SET EXERCISE
Render the stretch of entries below from the line containing "Locate every instance of the jacket zipper" through the line containing "(1290, 243)" as a JSON list of strings, one string per line and blank lines omitted.

==== SUPPLIED INFORMATION ====

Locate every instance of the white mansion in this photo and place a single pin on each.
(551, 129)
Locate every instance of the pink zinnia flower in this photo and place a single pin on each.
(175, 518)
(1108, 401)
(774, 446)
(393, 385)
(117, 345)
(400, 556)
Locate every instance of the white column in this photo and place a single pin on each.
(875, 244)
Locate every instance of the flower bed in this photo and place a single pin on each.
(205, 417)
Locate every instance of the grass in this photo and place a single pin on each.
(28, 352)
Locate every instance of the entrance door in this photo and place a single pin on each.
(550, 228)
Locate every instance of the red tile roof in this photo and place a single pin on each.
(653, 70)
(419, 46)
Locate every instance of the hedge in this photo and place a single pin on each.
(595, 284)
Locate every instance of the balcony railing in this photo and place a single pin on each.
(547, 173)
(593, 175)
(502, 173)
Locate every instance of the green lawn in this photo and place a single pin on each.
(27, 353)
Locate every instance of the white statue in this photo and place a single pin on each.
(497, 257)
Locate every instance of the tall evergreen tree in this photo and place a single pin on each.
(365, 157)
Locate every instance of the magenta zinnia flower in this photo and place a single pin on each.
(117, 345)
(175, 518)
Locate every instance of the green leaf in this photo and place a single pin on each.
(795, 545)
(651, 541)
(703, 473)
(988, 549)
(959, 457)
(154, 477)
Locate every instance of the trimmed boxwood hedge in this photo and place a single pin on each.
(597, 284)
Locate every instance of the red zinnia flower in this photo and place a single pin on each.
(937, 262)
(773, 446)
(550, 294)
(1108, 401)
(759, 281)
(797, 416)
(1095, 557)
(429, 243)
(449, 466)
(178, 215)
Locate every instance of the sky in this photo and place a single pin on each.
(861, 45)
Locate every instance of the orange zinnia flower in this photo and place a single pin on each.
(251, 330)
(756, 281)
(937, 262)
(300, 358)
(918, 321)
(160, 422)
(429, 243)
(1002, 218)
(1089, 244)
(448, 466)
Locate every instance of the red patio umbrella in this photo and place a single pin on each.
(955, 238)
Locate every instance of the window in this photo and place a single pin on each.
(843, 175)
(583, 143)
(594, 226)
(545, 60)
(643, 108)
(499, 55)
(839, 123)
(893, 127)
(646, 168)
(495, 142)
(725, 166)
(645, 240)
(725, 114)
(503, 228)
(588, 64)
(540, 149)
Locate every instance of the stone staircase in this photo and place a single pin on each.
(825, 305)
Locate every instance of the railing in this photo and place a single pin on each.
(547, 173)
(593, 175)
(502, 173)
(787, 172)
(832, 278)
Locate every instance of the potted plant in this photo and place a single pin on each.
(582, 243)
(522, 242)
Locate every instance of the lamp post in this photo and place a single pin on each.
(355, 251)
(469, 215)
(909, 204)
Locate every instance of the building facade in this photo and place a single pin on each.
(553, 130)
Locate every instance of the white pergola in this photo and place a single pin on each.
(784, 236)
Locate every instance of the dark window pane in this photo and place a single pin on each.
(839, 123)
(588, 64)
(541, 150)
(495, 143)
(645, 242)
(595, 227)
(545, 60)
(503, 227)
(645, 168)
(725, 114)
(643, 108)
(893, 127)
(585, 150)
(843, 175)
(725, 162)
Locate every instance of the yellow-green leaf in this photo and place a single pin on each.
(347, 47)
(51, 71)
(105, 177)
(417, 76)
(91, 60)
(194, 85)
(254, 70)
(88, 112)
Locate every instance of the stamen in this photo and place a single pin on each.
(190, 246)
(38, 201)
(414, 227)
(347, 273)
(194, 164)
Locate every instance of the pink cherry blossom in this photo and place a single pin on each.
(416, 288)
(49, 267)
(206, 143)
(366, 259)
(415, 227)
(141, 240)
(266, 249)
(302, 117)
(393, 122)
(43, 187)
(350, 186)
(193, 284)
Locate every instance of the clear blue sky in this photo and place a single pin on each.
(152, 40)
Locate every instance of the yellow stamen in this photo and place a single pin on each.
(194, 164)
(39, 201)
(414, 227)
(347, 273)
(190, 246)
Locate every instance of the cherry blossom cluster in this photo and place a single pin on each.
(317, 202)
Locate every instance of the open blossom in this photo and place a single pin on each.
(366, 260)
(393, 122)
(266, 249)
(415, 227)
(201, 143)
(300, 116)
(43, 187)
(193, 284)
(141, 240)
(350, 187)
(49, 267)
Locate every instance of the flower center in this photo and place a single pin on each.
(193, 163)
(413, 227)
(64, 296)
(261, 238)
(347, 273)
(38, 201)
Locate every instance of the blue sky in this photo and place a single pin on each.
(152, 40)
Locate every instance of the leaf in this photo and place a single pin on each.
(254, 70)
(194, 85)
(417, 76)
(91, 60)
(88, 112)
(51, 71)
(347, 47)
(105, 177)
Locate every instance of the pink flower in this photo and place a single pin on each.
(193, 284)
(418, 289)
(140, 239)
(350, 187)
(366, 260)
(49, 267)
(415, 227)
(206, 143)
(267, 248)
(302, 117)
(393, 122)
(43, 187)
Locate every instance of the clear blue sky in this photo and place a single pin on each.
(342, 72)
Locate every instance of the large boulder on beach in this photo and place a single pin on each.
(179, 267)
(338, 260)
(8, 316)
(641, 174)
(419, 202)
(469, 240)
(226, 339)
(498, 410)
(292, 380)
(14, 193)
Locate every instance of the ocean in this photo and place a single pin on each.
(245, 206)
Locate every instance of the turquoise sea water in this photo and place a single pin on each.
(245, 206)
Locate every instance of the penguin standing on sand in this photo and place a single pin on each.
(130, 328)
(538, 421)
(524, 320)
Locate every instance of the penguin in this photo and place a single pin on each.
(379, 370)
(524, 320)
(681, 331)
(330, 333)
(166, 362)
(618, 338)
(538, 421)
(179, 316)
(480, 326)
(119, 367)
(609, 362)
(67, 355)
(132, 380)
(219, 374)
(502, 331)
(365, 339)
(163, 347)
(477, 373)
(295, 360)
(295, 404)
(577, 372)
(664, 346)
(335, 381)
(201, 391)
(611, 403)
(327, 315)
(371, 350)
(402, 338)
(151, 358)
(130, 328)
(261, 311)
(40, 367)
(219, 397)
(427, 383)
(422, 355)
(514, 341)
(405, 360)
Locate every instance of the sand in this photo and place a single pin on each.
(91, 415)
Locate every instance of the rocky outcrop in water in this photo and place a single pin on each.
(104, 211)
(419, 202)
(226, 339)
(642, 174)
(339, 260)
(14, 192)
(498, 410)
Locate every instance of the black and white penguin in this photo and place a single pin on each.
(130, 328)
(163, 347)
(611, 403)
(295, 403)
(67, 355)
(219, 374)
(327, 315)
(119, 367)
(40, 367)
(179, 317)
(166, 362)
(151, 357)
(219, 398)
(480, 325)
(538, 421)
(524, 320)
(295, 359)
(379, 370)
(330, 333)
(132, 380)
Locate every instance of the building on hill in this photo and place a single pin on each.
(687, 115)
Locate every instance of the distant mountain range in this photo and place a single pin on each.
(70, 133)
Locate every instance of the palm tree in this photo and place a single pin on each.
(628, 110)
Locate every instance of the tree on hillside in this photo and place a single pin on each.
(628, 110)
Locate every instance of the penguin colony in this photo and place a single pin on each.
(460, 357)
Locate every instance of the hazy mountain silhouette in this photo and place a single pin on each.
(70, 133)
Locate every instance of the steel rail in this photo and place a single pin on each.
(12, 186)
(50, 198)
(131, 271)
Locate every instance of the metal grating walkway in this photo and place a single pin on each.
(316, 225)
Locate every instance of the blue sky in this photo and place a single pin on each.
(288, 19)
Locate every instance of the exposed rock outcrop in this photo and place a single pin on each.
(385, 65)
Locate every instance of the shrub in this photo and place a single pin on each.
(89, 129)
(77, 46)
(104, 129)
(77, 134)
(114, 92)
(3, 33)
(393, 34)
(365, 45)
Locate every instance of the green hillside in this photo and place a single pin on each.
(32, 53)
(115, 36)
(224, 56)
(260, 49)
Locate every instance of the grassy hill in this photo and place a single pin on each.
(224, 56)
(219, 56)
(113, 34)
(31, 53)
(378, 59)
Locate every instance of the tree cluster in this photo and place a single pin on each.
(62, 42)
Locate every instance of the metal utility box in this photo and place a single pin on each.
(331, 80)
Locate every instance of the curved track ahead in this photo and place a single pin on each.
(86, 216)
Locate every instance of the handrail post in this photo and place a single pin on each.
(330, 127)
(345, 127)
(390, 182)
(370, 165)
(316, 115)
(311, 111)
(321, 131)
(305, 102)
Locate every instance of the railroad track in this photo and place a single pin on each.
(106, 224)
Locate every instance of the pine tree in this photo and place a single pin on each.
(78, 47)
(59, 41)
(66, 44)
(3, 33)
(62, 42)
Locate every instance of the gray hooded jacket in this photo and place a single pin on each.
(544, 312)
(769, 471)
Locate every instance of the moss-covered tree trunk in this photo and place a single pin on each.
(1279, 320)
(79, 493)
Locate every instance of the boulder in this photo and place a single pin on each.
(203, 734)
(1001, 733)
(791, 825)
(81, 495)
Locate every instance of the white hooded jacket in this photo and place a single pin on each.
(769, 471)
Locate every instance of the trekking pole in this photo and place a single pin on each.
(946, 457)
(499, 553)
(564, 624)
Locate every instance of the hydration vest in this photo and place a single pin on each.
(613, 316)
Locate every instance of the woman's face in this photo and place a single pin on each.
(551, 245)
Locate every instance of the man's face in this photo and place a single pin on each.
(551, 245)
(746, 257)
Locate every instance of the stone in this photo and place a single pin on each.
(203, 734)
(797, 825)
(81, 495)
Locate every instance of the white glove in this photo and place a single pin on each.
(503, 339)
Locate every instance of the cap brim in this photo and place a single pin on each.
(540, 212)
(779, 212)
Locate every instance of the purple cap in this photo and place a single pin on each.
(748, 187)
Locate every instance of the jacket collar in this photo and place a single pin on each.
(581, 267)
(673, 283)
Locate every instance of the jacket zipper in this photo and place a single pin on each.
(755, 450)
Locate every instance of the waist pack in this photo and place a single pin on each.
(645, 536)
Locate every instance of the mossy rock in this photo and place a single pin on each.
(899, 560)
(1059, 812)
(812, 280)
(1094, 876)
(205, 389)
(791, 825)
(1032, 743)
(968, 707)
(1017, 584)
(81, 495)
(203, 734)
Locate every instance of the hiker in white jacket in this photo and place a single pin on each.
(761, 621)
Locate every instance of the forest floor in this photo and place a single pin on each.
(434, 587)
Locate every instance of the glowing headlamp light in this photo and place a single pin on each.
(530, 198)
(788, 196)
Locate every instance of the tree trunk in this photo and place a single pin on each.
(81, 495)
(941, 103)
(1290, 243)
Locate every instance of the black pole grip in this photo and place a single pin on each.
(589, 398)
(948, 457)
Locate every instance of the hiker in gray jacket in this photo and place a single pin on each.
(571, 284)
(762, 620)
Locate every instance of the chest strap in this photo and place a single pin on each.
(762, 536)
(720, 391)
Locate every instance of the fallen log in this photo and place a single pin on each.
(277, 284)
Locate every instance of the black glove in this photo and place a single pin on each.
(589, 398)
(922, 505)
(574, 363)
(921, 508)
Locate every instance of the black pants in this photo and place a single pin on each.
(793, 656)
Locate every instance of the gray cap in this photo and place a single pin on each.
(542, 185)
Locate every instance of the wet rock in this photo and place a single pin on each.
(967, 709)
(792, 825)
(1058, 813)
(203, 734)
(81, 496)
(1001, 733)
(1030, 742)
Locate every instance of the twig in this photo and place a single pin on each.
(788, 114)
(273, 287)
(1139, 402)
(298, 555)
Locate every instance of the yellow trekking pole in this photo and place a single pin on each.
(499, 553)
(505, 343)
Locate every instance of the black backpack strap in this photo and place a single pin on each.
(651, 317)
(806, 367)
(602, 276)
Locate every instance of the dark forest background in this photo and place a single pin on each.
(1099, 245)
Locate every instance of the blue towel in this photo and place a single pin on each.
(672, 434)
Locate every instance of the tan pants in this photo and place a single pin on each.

====

RESULT OF THE EXERCISE
[
  "Locate every instance of the jacket zipper in this photo and place a single pin on each.",
  "(755, 450)",
  "Locate every instance of the waist pack in this photo and place a single pin on each.",
  "(645, 536)",
  "Locate every instance of the mossy rock in this photo and place a single pin on each.",
  "(899, 560)",
  "(1059, 812)",
  "(812, 280)",
  "(1094, 876)",
  "(205, 389)",
  "(791, 825)",
  "(1032, 743)",
  "(968, 707)",
  "(1017, 584)",
  "(81, 495)",
  "(203, 734)",
  "Locate every instance of the hiker in white jacket in this photo and place a single pin on each.",
  "(761, 621)",
  "Locate every instance of the forest floor in this photo and place a single pin on each.",
  "(434, 587)",
  "Locate every instance of the glowing headlamp light in this photo and place a single pin on each.",
  "(530, 198)",
  "(788, 196)",
  "Locate every instance of the tree trunk in this photo and place a single pin on each.",
  "(81, 495)",
  "(941, 103)",
  "(1290, 243)"
]